» **LISTED ENTRIES**
Segment Open

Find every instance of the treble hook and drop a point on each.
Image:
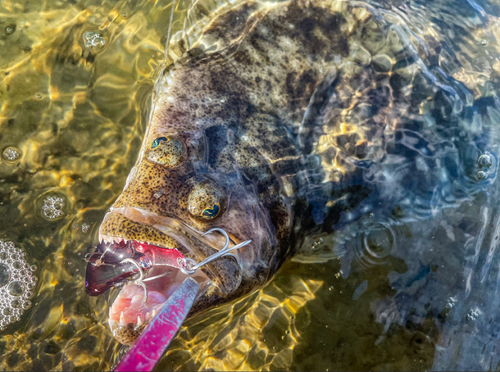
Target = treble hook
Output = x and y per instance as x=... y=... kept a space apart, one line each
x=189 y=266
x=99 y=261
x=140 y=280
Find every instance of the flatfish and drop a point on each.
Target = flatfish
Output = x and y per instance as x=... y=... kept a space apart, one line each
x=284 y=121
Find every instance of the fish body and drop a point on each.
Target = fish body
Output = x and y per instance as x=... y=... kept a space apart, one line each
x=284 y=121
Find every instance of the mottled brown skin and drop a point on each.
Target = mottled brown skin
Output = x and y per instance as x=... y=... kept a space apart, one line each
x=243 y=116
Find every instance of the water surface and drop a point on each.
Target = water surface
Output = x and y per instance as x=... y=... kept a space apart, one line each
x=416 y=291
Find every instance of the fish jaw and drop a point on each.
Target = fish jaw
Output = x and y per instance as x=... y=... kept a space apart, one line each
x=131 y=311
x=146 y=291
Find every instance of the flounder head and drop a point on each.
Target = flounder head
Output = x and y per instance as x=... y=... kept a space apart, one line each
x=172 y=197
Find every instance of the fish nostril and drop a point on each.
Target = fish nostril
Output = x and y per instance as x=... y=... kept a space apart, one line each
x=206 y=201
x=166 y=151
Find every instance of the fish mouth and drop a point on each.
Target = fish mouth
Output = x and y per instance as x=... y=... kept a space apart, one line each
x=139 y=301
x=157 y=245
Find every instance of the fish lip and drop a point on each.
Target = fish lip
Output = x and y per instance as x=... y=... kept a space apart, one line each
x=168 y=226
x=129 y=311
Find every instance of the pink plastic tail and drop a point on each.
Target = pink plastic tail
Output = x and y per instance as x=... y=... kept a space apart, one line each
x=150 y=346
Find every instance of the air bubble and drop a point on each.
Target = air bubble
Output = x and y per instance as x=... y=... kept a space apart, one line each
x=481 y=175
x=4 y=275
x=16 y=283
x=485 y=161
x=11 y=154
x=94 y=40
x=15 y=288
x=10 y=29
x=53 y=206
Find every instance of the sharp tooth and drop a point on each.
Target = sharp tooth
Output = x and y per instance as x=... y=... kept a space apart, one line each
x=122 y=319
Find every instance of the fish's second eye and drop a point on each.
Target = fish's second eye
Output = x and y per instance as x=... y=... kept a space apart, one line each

Segment Closed
Segment Open

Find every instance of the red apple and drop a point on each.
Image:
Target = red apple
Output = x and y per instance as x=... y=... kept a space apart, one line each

Segment Closed
Segment Open

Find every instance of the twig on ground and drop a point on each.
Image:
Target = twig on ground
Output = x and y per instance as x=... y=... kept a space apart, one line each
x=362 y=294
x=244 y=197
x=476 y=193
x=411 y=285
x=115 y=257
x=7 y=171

Segment Closed

» **PROBLEM**
Return word for word the lines above from the line with "Find every instance of the fish mouth" to the line with "Target = pink plastic tail", including both and leaving out all others.

» **ANSWER TO THE PROBLEM**
Find every instance of the fish mouth and drop a point on each.
Target = fish mouth
Output = x and y per instance as x=... y=... kept a space apart, one line each
x=139 y=301
x=157 y=245
Find every instance of the fish lip and drop a point on each.
Target = fish lip
Output = x and y per instance as x=... y=... kept a space apart, one line each
x=168 y=226
x=129 y=311
Find every instance of the pink plastic tail and drop a point on each.
Target = pink plastic tail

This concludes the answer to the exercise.